Tarefas a realizar -
(1) No texto sobre o Museu do Assentado, quais assentamentos de reforma agrária de Rosana/SP são nomeados?
(2) Reproduza o trecho do texto sobre o Museu do Assentado que vai de "O turismo no" a "de São Paulo.", inclusive.
(3) Dê sequência ao texto sobre o Museu do Assentado a partir do ponto em que ele termina.

Texto fornecido -
-*-*-

O turismo no espaço rural deve ser desenvolvido de forma harmoniosa e
sustentada no respeito à diversidade cultural presente em cada região, dessa forma
oferecendo ao visitante a vivencia no meio rural desfrutando da sua história,
gastronomia, hospedagem, modos de fazer, bem como seus modos culturais (Rural,
2014).
Embasados nos elementos elencados acima a Iniciação Científica
“Patrimônios e Lazeres Turístico: O Museu do Assentado no Município de
Rosana/SP” tem como intuito de inventariar o patrimônio material e imaterial
contidos nos traços culturais da origem e trajetória dos assentamentos de reforma
agrária do município de Rosana/SP, sendo eles: Gleba XV de Novembro, Nova do
Pontal, Bonanza e Porto Maria; objetivando assim a implantação de um Museu do
Assentado, sendo esta uma proposta pioneira no estado de São Paulo.

-*-*-

(Registros de anotação de posição)
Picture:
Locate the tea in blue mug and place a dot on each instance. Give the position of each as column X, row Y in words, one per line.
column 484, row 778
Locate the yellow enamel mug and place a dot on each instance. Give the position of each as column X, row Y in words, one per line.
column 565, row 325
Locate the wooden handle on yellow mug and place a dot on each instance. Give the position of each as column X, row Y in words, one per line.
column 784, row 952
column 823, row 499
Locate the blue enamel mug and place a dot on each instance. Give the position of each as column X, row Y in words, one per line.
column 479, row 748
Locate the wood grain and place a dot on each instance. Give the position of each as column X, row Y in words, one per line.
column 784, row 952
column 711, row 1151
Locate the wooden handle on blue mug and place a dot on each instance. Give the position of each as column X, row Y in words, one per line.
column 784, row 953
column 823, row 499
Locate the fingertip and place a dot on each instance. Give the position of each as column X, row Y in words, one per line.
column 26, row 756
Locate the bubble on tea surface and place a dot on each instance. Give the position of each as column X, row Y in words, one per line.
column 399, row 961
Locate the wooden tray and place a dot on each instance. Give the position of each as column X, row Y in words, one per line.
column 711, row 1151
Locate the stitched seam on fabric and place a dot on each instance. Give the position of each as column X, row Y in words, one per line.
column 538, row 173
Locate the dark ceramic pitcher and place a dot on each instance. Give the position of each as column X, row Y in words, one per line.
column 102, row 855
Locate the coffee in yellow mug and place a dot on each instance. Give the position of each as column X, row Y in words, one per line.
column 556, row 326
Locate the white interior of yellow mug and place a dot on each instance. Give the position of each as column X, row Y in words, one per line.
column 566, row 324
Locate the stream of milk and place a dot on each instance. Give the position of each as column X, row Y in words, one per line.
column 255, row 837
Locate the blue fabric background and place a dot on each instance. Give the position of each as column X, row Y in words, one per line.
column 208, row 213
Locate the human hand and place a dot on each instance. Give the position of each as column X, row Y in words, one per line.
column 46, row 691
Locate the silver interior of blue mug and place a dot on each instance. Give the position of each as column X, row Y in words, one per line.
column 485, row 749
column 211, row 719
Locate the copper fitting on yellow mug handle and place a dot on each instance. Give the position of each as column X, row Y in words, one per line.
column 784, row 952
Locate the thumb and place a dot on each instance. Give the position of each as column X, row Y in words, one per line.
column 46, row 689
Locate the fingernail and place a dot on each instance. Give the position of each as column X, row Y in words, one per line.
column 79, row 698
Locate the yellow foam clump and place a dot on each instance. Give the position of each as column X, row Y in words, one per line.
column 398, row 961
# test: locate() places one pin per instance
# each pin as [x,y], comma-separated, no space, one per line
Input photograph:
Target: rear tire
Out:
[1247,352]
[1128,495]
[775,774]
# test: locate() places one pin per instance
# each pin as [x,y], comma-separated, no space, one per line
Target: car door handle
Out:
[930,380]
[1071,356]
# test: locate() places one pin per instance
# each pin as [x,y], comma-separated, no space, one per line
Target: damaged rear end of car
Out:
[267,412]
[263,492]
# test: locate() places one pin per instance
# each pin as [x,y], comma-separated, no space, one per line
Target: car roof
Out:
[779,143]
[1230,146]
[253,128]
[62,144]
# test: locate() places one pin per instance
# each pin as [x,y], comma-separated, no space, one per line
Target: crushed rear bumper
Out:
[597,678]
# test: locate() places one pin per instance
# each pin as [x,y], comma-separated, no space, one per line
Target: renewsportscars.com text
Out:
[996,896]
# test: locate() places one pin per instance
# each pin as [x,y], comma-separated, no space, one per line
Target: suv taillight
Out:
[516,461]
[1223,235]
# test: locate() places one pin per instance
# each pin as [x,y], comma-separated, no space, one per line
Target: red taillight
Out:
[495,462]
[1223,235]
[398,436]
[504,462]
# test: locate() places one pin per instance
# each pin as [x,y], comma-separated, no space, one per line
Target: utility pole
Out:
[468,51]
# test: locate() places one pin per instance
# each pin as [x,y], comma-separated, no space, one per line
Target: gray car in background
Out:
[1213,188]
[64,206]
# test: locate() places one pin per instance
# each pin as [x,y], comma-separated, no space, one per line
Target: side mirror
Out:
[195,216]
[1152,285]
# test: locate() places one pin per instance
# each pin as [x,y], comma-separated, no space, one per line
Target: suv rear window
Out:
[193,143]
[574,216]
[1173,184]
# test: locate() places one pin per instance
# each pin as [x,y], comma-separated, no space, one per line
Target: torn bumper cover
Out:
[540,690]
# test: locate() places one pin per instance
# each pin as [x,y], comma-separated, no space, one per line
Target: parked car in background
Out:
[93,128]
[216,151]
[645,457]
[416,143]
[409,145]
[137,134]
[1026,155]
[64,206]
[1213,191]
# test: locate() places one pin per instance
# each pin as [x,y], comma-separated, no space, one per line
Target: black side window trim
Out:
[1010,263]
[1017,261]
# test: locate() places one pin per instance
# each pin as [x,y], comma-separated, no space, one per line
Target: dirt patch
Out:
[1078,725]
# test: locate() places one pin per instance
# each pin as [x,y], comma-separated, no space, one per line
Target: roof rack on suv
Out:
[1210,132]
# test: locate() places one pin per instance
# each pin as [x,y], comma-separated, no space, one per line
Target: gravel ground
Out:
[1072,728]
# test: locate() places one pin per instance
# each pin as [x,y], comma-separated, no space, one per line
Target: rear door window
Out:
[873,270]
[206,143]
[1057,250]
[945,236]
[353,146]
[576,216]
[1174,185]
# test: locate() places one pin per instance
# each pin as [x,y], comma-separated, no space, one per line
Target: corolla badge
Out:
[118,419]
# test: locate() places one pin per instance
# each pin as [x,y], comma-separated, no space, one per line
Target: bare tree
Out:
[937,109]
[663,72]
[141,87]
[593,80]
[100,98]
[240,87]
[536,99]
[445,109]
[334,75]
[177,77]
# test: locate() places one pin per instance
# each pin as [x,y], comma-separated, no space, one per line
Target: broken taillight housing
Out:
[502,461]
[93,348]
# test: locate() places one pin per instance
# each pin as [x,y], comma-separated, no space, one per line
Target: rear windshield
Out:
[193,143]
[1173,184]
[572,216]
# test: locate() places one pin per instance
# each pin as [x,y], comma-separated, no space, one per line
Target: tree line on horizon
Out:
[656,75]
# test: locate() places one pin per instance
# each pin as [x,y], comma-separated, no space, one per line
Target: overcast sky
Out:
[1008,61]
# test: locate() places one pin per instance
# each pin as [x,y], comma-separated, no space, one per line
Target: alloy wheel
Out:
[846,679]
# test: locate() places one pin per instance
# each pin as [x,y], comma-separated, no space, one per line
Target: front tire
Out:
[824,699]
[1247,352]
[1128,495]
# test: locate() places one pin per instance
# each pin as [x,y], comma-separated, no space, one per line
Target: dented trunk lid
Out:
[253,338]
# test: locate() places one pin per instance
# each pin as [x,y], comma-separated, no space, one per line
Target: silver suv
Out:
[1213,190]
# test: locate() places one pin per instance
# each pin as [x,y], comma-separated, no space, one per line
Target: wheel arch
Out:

-*-*-

Resultados em ordem -
(1) Gleba XV de Novembro, Nova do Pontal, Bonanza e Porto Maria.

(2)
O turismo no espaço rural deve ser desenvolvido de forma harmoniosa e
sustentada no respeito à diversidade cultural presente em cada região, dessa forma
oferecendo ao visitante a vivencia no meio rural desfrutando da sua história,
gastronomia, hospedagem, modos de fazer, bem como seus modos culturais (Rural,
2014).
Embasados nos elementos elencados acima a Iniciação Científica
“Patrimônios e Lazeres Turístico: O Museu do Assentado no Município de
Rosana/SP” tem como intuito de inventariar o patrimônio material e imaterial
contidos nos traços culturais da origem e trajetória dos assentamentos de reforma
agrária do município de Rosana/SP, sendo eles: Gleba XV de Novembro, Nova do
Pontal, Bonanza e Porto Maria; objetivando assim a implantação de um Museu do
Assentado, sendo esta uma proposta pioneira no estado de São Paulo.

(3)
Dessa forma, devido à importância cultural dos museus para um grupo
social, eles se tornaram atualmente em atrativos turísticos, fato esse que gera renda
e desenvolvimento para as comunidades receptoras, ou seja, além de serem
elementos de preservação da identidade local, os museus, tornam-se mais um
mecanismos de renda, garantindo assim, a permanência do homem no campo
(BARRETO, 2007, p. 141).
RECORDAR É VIVER
Ao longo de nossa formação fundamental somos conscientizados que
necessitamos deter conhecimento do passado para assim compreender o presente
e a partir disto prospectar um futuro. O passado, enquanto o passado vivido pelos
indivíduos é evocado em vários instantes de nossa vida, seja por recordamos de
uma música, um cheiro, uma comida ou qualquer outro fator ou objeto que nos faça
reviver momentos.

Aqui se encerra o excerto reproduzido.